**Exercise instructions:**
Write out all of the data without omission, exactly as shown.

**Source records:**
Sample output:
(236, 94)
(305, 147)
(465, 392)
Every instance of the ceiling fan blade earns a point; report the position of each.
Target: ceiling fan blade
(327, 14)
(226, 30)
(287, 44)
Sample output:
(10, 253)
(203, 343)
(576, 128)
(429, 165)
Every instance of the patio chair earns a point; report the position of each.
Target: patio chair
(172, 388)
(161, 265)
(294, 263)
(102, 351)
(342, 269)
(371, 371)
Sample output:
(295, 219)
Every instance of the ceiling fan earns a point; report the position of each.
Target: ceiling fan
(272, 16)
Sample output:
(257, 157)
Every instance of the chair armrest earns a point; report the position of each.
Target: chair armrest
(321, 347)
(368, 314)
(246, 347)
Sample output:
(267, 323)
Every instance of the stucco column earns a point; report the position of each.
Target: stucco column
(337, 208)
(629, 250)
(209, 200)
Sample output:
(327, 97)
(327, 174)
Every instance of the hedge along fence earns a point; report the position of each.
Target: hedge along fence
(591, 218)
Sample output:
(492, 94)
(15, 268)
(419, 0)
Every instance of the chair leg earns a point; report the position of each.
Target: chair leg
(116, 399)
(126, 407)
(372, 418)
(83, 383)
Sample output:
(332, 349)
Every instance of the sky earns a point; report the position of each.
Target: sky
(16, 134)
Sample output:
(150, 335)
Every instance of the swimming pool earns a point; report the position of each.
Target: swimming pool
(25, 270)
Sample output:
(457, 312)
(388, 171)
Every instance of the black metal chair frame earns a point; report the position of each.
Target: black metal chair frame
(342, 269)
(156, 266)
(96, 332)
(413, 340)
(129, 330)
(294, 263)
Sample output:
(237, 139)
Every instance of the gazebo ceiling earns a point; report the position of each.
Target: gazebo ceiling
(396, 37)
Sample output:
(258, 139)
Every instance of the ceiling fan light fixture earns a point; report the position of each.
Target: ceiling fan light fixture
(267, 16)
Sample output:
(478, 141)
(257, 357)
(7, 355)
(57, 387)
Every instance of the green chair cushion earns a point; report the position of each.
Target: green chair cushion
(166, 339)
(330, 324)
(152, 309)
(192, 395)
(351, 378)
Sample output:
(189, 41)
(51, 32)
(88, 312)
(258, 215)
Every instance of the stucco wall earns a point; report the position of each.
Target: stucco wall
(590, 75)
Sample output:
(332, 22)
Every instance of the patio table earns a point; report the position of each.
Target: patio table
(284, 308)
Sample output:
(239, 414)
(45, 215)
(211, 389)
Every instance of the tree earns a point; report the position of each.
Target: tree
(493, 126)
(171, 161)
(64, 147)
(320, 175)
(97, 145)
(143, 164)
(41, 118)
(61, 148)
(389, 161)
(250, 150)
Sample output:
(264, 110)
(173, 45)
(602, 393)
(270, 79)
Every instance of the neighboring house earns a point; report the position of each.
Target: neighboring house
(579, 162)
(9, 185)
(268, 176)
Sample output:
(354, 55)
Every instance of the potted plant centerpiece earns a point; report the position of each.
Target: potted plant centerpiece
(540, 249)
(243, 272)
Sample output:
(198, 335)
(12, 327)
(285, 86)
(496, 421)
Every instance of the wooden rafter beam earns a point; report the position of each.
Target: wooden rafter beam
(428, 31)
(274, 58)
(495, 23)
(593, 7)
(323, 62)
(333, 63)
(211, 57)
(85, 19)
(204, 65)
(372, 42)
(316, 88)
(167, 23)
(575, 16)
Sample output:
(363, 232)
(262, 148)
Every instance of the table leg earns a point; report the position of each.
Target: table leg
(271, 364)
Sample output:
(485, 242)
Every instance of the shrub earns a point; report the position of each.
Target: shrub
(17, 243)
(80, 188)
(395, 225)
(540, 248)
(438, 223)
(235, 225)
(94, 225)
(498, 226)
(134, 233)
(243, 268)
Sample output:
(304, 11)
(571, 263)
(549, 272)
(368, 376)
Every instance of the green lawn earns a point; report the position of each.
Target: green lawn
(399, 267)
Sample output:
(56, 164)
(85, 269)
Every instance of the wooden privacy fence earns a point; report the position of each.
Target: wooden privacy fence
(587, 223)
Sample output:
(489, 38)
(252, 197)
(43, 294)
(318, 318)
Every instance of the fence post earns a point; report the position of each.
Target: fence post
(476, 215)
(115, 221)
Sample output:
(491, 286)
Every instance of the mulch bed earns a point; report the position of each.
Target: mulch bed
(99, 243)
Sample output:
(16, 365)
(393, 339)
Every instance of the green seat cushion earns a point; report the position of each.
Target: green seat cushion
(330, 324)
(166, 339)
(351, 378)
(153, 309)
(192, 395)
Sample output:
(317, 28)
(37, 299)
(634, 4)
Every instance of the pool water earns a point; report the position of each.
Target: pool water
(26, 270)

**Correct response:**
Sample output:
(236, 94)
(305, 147)
(465, 392)
Every instance of the ceiling fan blade earns a point; report the position of each.
Target: ceiling fan blade
(327, 14)
(226, 30)
(287, 44)
Sample output:
(10, 253)
(203, 343)
(576, 128)
(429, 165)
Every instance of the patio chair earns a point; report the position of each.
Target: patio chair
(172, 388)
(161, 265)
(294, 263)
(102, 351)
(342, 269)
(371, 371)
Sample output:
(295, 219)
Every instance of the ceiling fan earns a point; report the position of each.
Target: ceiling fan
(272, 16)
Sample output:
(257, 157)
Every instance of the chair armrest earns a point; report the position of each.
Target: chair armrest
(321, 347)
(368, 314)
(246, 347)
Sample output:
(267, 323)
Every instance of the stucco column earns a point; report the position of each.
Target: stucco column
(337, 208)
(629, 250)
(209, 200)
Sample output:
(327, 97)
(327, 174)
Every instance of the hedge along fence earns a point; report the position of each.
Target: hedge along fence
(591, 218)
Sample output:
(492, 94)
(15, 268)
(419, 0)
Every instance of the chair leg earns a point; report the position of each.
Target: chair leg
(116, 399)
(126, 407)
(372, 418)
(83, 383)
Sample output:
(332, 349)
Every instance of the sky earns a point; report the position of each.
Target: sky
(16, 134)
Sample output:
(150, 335)
Every instance of the swimming pool earns a point; report the position of each.
Target: swimming pool
(25, 270)
Sample output:
(457, 312)
(388, 171)
Every instance of the black metal chair frame earns a point; report the position of each.
Target: black metal chair frame
(342, 269)
(156, 266)
(96, 332)
(413, 340)
(129, 330)
(294, 263)
Sample output:
(237, 139)
Every instance of the gazebo ceiling earns a point; report the position of each.
Target: gazebo ceiling
(396, 37)
Sample output:
(258, 139)
Every instance of the ceiling fan light fixture earns a point; report the position of each.
Target: ceiling fan light fixture
(267, 16)
Sample output:
(478, 141)
(257, 357)
(7, 355)
(57, 387)
Every instance of the green chair cushion earns a point; report the position of each.
Target: green chair cushion
(166, 339)
(330, 324)
(152, 309)
(192, 395)
(351, 378)
Sample output:
(189, 41)
(51, 32)
(88, 312)
(258, 215)
Every instance of the stucco wall earns a point; report the position of each.
Target: stucco wall
(590, 75)
Sample output:
(332, 22)
Every instance of the patio table earns a point; report the position of each.
Target: patio table
(284, 308)
Sample output:
(239, 414)
(45, 215)
(211, 389)
Every instance of the tree earns a point; report the position of each.
Target: tree
(493, 126)
(171, 161)
(64, 147)
(320, 175)
(97, 145)
(143, 164)
(41, 118)
(61, 148)
(389, 161)
(250, 150)
Sample output:
(264, 110)
(173, 45)
(602, 393)
(270, 79)
Every instance of the neighboring house earns a point; report the position of each.
Target: neighboring house
(579, 162)
(9, 185)
(268, 176)
Sample output:
(354, 55)
Every instance of the potted plant centerpiece earns a point; report the position of each.
Target: potted plant centerpiece
(540, 249)
(243, 272)
Sample output:
(198, 335)
(12, 327)
(285, 86)
(496, 421)
Every instance of the wooden rafter beam earns a point; report the position of each.
Target: wooden rafter beam
(428, 31)
(274, 58)
(495, 23)
(593, 7)
(323, 62)
(333, 63)
(211, 57)
(85, 19)
(204, 65)
(372, 42)
(316, 88)
(167, 23)
(575, 16)
Sample output:
(363, 232)
(262, 148)
Every instance of the table leg earns a point; report the position of each.
Target: table leg
(271, 364)
Sample output:
(485, 242)
Every instance of the shrub earns a point; report the position of each.
Target: shrub
(17, 243)
(80, 188)
(395, 225)
(540, 248)
(438, 223)
(235, 225)
(94, 225)
(498, 226)
(134, 233)
(243, 268)
Sample output:
(304, 11)
(571, 263)
(549, 272)
(368, 376)
Every instance of the green lawn earns a point; report the position of each.
Target: green lawn
(399, 267)
Sample output:
(56, 164)
(85, 269)
Every instance of the wooden privacy fence earns a point; report the position of each.
Target: wooden privacy fence
(587, 223)
Sample output:
(489, 38)
(252, 197)
(43, 294)
(318, 318)
Every instance of the fence post earns a point; report the position of each.
Target: fence post
(476, 215)
(115, 221)
Sample output:
(491, 286)
Every instance of the mulch bed earns a point; report the position of each.
Target: mulch bed
(99, 243)
Sample output:
(16, 365)
(393, 339)
Every instance of the green seat cushion earns a point; report the position of each.
Target: green seat cushion
(330, 324)
(166, 339)
(351, 378)
(153, 309)
(192, 395)
Sample output:
(317, 28)
(37, 299)
(634, 4)
Every instance of the pool water earns a point; report the position of each.
Target: pool water
(26, 270)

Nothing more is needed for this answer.